Selected excerpt =
--------------------------------------------------

Current Fellows | Senior | Post-Doctoral | Poetics
Graduate Dissertation Completion
Honors Undergraduate | SIRE Undergraduate
Distinguished Visiting Professorship
Summer Research Fellows | Alumni of the Center | Fellow Publications
Current Fellows 2012-2013
TENURED FACULTY OF EMORY UNIVERSITY
Elizabeth Goodstein is Associate Professor in The Graduate Institute of the Liberal Arts. A cultural theorist whose first book, Experience without Qualities: Boredom and Modernity (Stanford University Press, 2005; paperback 2008), was awarded the MLA Prize for a First Book and the German Studies Association/DAAD Book Prize, she is also affiliated with the Departments of Comparative Literature, History, and Philosophy. A Humboldt alumna and past fellow at the American Academy of Berlin, she will be completing Georg Simmel as Modernist Philosopher at the Fox Center. Drawing attention to the continuing vitality of Simmel’s contributions as philosopher, sociologist, and path-breaking cultural theorist, Georg Simmel as Modernist Philosopher aims to disclose new possibilities for cultural theory in the present.

--------------------------------------------------

Supplied data =
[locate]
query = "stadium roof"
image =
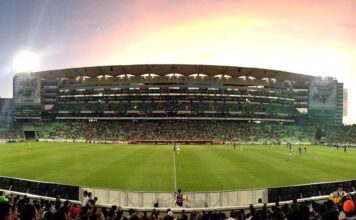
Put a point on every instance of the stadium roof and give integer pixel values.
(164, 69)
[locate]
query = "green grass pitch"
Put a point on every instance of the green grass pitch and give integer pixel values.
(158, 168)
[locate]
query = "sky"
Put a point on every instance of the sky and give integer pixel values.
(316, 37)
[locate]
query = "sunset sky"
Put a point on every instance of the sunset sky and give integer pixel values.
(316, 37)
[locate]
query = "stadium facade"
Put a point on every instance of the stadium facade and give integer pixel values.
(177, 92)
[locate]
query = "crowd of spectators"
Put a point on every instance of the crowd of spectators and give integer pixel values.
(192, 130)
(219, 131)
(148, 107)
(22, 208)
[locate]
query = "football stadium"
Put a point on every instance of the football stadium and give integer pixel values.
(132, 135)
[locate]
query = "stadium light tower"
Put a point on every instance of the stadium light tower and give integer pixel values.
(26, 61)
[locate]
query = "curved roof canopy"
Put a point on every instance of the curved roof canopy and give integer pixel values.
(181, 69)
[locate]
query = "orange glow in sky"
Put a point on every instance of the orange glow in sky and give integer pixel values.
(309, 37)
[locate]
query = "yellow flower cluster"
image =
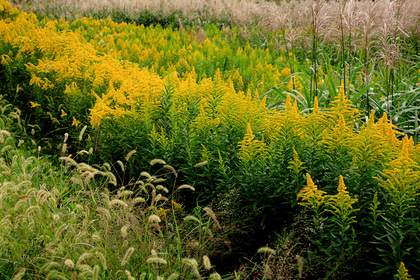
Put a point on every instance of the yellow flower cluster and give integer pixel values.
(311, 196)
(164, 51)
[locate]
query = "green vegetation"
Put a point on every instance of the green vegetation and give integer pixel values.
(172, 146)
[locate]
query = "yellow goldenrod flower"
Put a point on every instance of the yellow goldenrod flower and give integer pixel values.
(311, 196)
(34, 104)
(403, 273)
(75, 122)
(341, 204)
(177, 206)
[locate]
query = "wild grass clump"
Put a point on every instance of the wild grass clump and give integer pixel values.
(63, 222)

--------------------------------------------------

Request A = Name every department that the Emory fellows page says Elizabeth Goodstein is affiliated with.
Request B = On the Emory fellows page, which press published Experience without Qualities: Boredom and Modernity?
Request C = Carry on the Emory fellows page from the point where it ends.

Reply A = Comparative Literature, History, and Philosophy

Reply B = Stanford University Press

Reply C =
Mary Odem is Associate Professor with a joint appointment in the Department of History and the Department of Women’s, Gender and Sexuality Studies. Her areas of specialization are immigration and ethnicity, and women and gender in modern U.S. History. Her current research examines Latin American immigration to the U.S. South. She has written and edited several books and numerous articles on these subjects, including Delinquent Daughters: Protecting and Policing Adolescent Female Sexuality in the U.S. (1995); Confronting Rape and Sexual Assault (1998); “Subaltern Immigrants: Undocumented Workers and National Belonging in the U.S.,” Interventions (2008); and Latino Immigration and the Transformation of the U.S. South (2009). While at the Fox Center she plans to complete a book on Latin American immigration to metropolitan Atlanta.
Brian Vick is Associate Professor of History. In several articles and in his first book, Defining Germany: The 1848 Frankfurt Parliamentarians and National Identity (Harvard University Press, 2002), his work has focused on questions of nationalism, liberalism, historicism, and ideas of race. While at the Fox Center, Vick will complete his new book on the Congress of Vienna of 1814-1815 and European political culture after Napoleon. The work explores such issues as the political engagement of women, the role of religious revival, and the jockeying for public opinion in the press, celebratory spectacle, and commemorative material culture by both governmental and non-governmental actors.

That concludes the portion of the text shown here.